Challenge: Please extract every line of the listing below verbatim, leaving the pictures out of your answer.
-------- Exercise data --------
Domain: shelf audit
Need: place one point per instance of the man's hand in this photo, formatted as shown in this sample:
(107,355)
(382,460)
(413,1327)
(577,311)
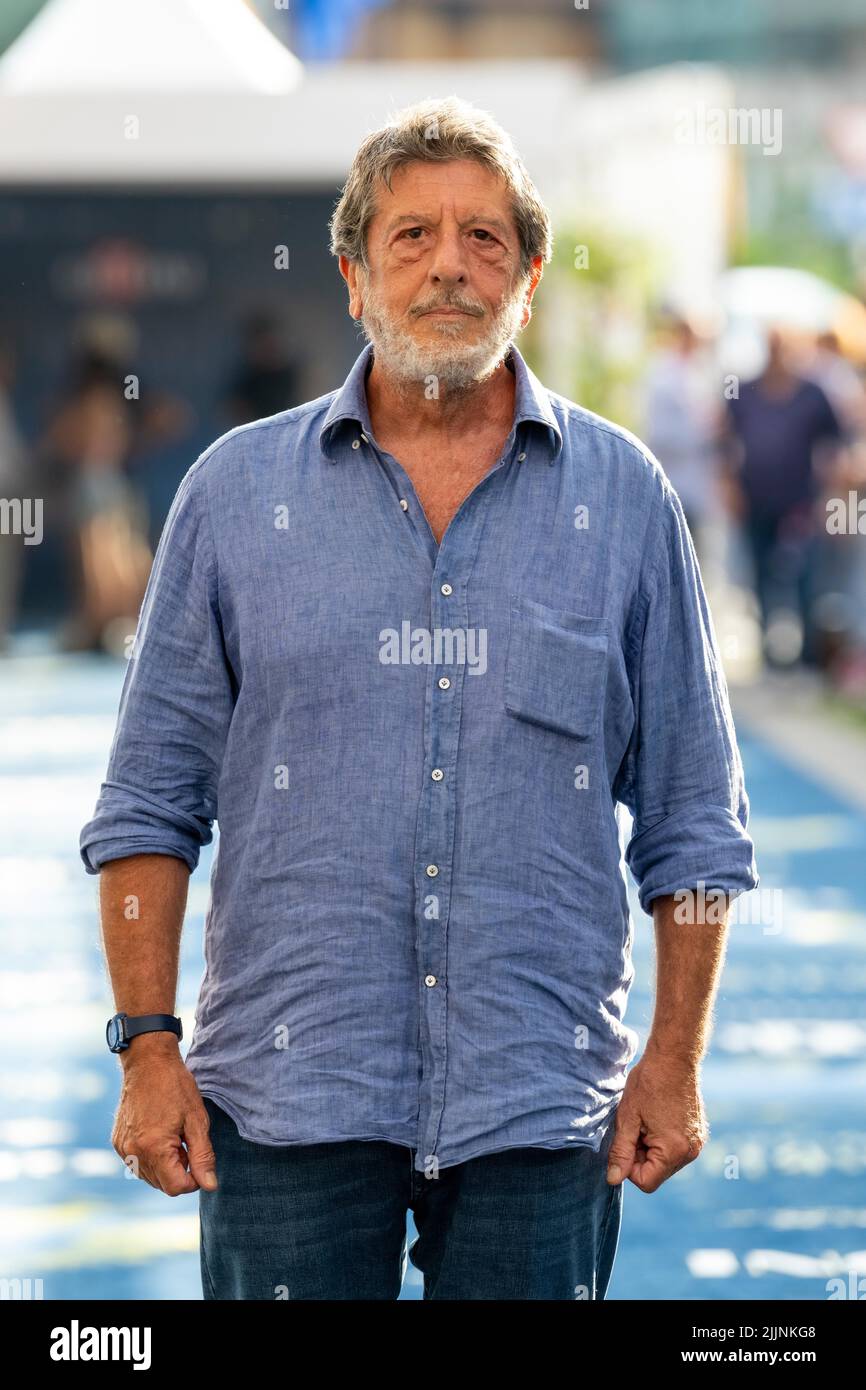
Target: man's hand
--------
Answer to this exercise:
Domain: shelf audit
Need: place one point per instance of the man's hand in this photo, formatted as shown in this sample:
(107,355)
(382,460)
(413,1327)
(577,311)
Target: man's hand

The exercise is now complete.